* **Reading text**:
In this guide, we are creating an Iterative Method. In addition to importing
the appropriate Method base class, there are a few other standard pydmqmc elements
we’ll wish to reference as well:
from .method import Iterative
from ..systems import System
from ..report.registry import report_registry
from ..utils import save_array, ParallelHelper
Note
These imports (from .method and from ..utils) mean
we are importing from files rather than the pydmqmc library. The former imports
from the method.py file in the same directory as the file we are editing
while the latter imports the utils folder from the directory above our current one.
Importing directly from files and directories like this instead of
importing from the pydmqmc package
(e.g., from pydmqmc.methods import Iterative) helps prevent circular imports.
For better performance, you may also wish to import `numba <dev-numba> using
import numpy as np
from numba import njit
For good type hinting, you may also wish to import the following NumPy types depending on your needs:
from numpy.typing import NDArray as Array
from numpy.typing import ArrayLike
You may of course import any other packages or routines that you may need to
help you write your code, including NumPy and SciPy routines. If you are only
using particular functions from these libraries, please import them individually
using from.

* **Given instruction a**:
Rewrite every line of the listing below, swapping "white cabinet" for "wooden shelf" and keeping everything else the same.
The listing that comes next has no connection to the pydmqmc import guide.

(Dataset records)
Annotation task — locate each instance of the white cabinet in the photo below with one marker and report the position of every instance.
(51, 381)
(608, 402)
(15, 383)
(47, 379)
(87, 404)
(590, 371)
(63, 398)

* **Given instruction b**:
Write the next part of the pydmqmc import guide above, picking up after its last sentence.

* **Final answer a**:
Annotation task — locate each instance of the wooden shelf in the photo below with one marker and report the position of every instance.
(51, 381)
(608, 402)
(15, 383)
(47, 379)
(87, 404)
(590, 371)
(63, 398)

* **Final answer b**:
Defining Your Class
After you’ve set up your imports, its time to define your new class.
We’ll go ahead and define the Demo class.
This definition will include our inheritance of the base
Iterative class, an example docstring following
the numpydoc standard, and the standard __init__ initialization function.
All Method classes, whether Iterative or Analytic, must take a System object as
their first parameter. Iterative Methods must also have the rng_seed and parallel
parameters.
class Demo(Iterative): # we inherit from the base Iterative class
r"""
Write a one-sentence summary of the class here.
You can elaborate more down below. Perhaps this elaboration involves
some math or other symbols, which is why we added the 'r' at the beginning
of this docstring. The rest of this docstring should be formatted
according to the numpydoc expectations.
At minimum you should include a "Parameters" section which documents all
the parameters needed for the __init__ function.
You will likely not need an "Attributes" section because any publicly
accessible attributes are actually methods tagged with the `@property`
decorator.
Parameters
----------
system : System object
The predefined System to run the model with.
rng_seed : int or array_like of ints, optional
Seed or sequence of seeds for the psuedo-random number generator.
See :func:`numpy.random.default_rng`. If using MPI parallelization,
each processor will have a unique seed based on this value.
parallel : bool, default False
Whether to use MPI to parallelize the calculation.
"""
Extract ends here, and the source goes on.